> _PROBLEM TO WORK ON_
Copy all the rows below, swapping "vertex pairs" for "point pairs" and keeping everything else the same. Omit the pictures.

Rows from a segmentation dataset
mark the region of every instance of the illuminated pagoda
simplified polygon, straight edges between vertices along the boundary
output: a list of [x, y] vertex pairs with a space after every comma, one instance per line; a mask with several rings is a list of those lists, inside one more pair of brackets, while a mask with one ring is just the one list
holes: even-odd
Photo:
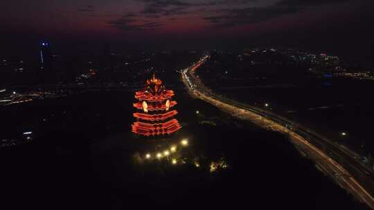
[[174, 91], [166, 90], [162, 81], [154, 74], [148, 79], [144, 88], [135, 93], [138, 102], [134, 104], [137, 112], [134, 113], [136, 122], [132, 124], [132, 132], [141, 135], [171, 134], [181, 128], [174, 118], [178, 113], [172, 108], [177, 102], [172, 100]]

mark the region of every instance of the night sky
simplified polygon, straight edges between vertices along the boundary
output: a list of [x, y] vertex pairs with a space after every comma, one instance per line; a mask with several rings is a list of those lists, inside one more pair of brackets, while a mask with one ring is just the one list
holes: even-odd
[[373, 60], [374, 1], [1, 1], [0, 55], [48, 40], [65, 52], [298, 46]]

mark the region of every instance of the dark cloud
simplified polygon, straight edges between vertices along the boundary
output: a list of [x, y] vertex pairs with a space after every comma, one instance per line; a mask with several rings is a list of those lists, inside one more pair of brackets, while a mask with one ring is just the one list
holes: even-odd
[[85, 5], [80, 6], [78, 8], [79, 12], [95, 12], [95, 7], [91, 5]]
[[134, 18], [136, 17], [136, 15], [126, 15], [121, 19], [110, 21], [107, 23], [112, 27], [124, 31], [150, 30], [163, 26], [161, 23], [156, 21], [139, 21]]
[[348, 0], [281, 0], [276, 5], [290, 6], [321, 6], [344, 3]]
[[186, 14], [186, 10], [193, 4], [173, 0], [138, 0], [145, 3], [141, 13], [147, 17], [158, 18], [161, 16]]
[[224, 9], [219, 15], [204, 17], [216, 27], [231, 27], [239, 25], [265, 21], [287, 14], [296, 13], [302, 10], [300, 7], [268, 6]]

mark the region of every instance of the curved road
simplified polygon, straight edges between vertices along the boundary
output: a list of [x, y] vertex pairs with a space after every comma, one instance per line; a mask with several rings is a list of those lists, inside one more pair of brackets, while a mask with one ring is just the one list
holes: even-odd
[[206, 55], [181, 70], [182, 80], [191, 94], [232, 115], [288, 135], [291, 142], [312, 160], [317, 168], [374, 209], [374, 173], [357, 160], [355, 153], [290, 120], [214, 93], [195, 75], [196, 70], [208, 58]]

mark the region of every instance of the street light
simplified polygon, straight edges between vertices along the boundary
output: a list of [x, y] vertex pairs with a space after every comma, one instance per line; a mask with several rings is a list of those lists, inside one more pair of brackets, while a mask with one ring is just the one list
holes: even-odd
[[188, 140], [181, 140], [181, 144], [183, 146], [187, 146], [187, 145], [188, 144]]
[[173, 165], [176, 164], [177, 164], [177, 160], [172, 159], [172, 164]]

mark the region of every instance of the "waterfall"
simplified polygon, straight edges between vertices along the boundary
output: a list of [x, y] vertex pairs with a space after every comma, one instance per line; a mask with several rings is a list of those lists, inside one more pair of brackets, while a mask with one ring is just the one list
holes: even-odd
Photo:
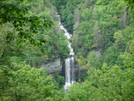
[[60, 21], [60, 15], [59, 17], [59, 25], [60, 28], [64, 31], [64, 35], [67, 37], [67, 43], [68, 47], [70, 49], [69, 57], [65, 60], [65, 91], [68, 90], [68, 88], [75, 82], [75, 65], [74, 65], [74, 51], [71, 47], [71, 42], [69, 42], [69, 39], [72, 37], [71, 34], [68, 33], [68, 31], [64, 28], [64, 26], [61, 24]]

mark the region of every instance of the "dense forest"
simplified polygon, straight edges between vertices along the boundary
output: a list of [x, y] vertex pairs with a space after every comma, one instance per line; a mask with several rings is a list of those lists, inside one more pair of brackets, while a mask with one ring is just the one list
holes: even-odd
[[[0, 0], [0, 101], [133, 101], [134, 0]], [[69, 57], [82, 82], [40, 68]]]

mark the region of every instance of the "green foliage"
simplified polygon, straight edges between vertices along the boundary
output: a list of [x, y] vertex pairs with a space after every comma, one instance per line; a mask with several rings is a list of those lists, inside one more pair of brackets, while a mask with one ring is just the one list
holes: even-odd
[[[119, 66], [90, 68], [87, 81], [74, 84], [63, 101], [131, 101], [133, 99], [133, 69]], [[130, 94], [131, 93], [131, 94]]]
[[25, 63], [0, 67], [1, 101], [52, 101], [54, 84], [44, 69]]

> _SOLUTION TO THIS PROBLEM_
mark the region of every instance of the illuminated pagoda
simplified polygon, straight edges between vertices along the boundary
output: a list of [x, y] point pairs with a space after every comma, one instance per line; a mask with several rings is a list of those lists, inside one more pair of brackets, while a mask with one ring is just the one list
holes: even-odd
Photo:
[[174, 91], [166, 90], [162, 81], [154, 74], [148, 79], [144, 88], [135, 93], [138, 102], [134, 104], [137, 112], [134, 113], [136, 122], [132, 124], [132, 132], [141, 135], [171, 134], [181, 128], [174, 118], [178, 113], [172, 108], [177, 102], [172, 100]]

mark the region of every instance of the night sky
simplified polygon, straight edges between vertices along the boundary
output: a list of [x, y] point pairs with a space after every comma, one instance per line; a mask with several rings is a list of those lists, inside one more pair of brackets, while a mask with one ring is just the one list
holes: even-odd
[[373, 60], [374, 1], [1, 1], [0, 55], [48, 40], [65, 52], [298, 46]]

mark the region of every instance of the dark cloud
simplified polygon, straight edges between vertices along the boundary
output: a list of [x, y] point pairs with a space after every comma, one instance per line; a mask with several rings is a list of those lists, inside one more pair of brackets, while a mask with one ring is just the one list
holes: even-odd
[[85, 5], [80, 6], [78, 8], [79, 12], [95, 12], [95, 7], [91, 5]]
[[134, 18], [136, 17], [136, 15], [126, 15], [121, 19], [110, 21], [107, 23], [112, 27], [124, 31], [150, 30], [163, 26], [161, 23], [156, 21], [139, 21]]
[[348, 0], [281, 0], [276, 5], [290, 6], [321, 6], [344, 3]]
[[186, 14], [186, 10], [193, 4], [173, 0], [138, 0], [145, 3], [141, 13], [147, 17], [158, 18], [161, 16]]
[[224, 9], [219, 15], [204, 17], [216, 27], [231, 27], [239, 25], [265, 21], [287, 14], [296, 13], [302, 10], [300, 7], [268, 6]]

mark the region of every instance of the curved road
simplified polygon, straight edges between vertices along the boundary
output: a list of [x, y] point pairs with a space after every comma, one instance per line; a mask with several rings is a list of those lists, inside one more pair of brackets, while a mask with one ring is just the one list
holes: even-odd
[[206, 55], [181, 70], [182, 80], [191, 94], [232, 115], [288, 135], [291, 142], [312, 160], [317, 168], [374, 209], [374, 173], [357, 160], [355, 153], [290, 120], [214, 93], [195, 75], [196, 70], [208, 58]]

mark the region of every instance of the street light
simplified polygon, straight edges between vertices along the boundary
output: a list of [x, y] point pairs with a space after every comma, one instance per line; a mask with several rings is a list of those lists, inside one more pair of brackets, while a mask with one ring is just the one list
holes: even-odd
[[188, 140], [181, 140], [181, 144], [183, 146], [187, 146], [187, 145], [188, 144]]
[[173, 165], [176, 164], [177, 164], [177, 160], [172, 159], [172, 164]]

mark the region of every instance of the "waterfall"
simplified polygon, straight edges between vertices along the boundary
output: a list of [x, y] point pairs with a space after every comma, one instance per line; a mask with several rings is a list of those lists, inside one more pair of brackets, while a mask with one ring is just the one list
holes: even-odd
Photo:
[[60, 21], [60, 15], [59, 17], [59, 25], [60, 28], [64, 31], [64, 35], [67, 37], [67, 43], [68, 47], [70, 49], [69, 57], [65, 60], [65, 91], [68, 90], [68, 88], [75, 82], [75, 65], [74, 65], [74, 51], [71, 47], [71, 42], [69, 42], [69, 39], [72, 37], [71, 34], [68, 33], [68, 31], [64, 28], [64, 26], [61, 24]]

mark the region of every instance of the "dense forest"
simplified polygon, straight edges between vertices along the boundary
output: a list of [x, y] point pairs with a space after every comma, one instance per line; a mask with several rings is a list of those lists, inside one more pair of brackets, while a mask with one ring is just the one list
holes: even-odd
[[[0, 0], [0, 101], [133, 101], [134, 0]], [[69, 57], [82, 82], [40, 68]]]

mark the region of every instance of the "green foliage"
simplified polygon, straight edges between vertices along the boundary
output: a list of [x, y] point pairs with a space after every comma, one instance per line; a mask with several rings is a list of those lists, inside one more pair of brackets, while a mask with one ring is just the one list
holes: even-odd
[[[119, 66], [90, 68], [87, 81], [74, 84], [63, 101], [131, 101], [133, 99], [133, 69]], [[130, 94], [131, 93], [131, 94]]]
[[25, 63], [0, 67], [1, 101], [52, 101], [54, 84], [44, 69]]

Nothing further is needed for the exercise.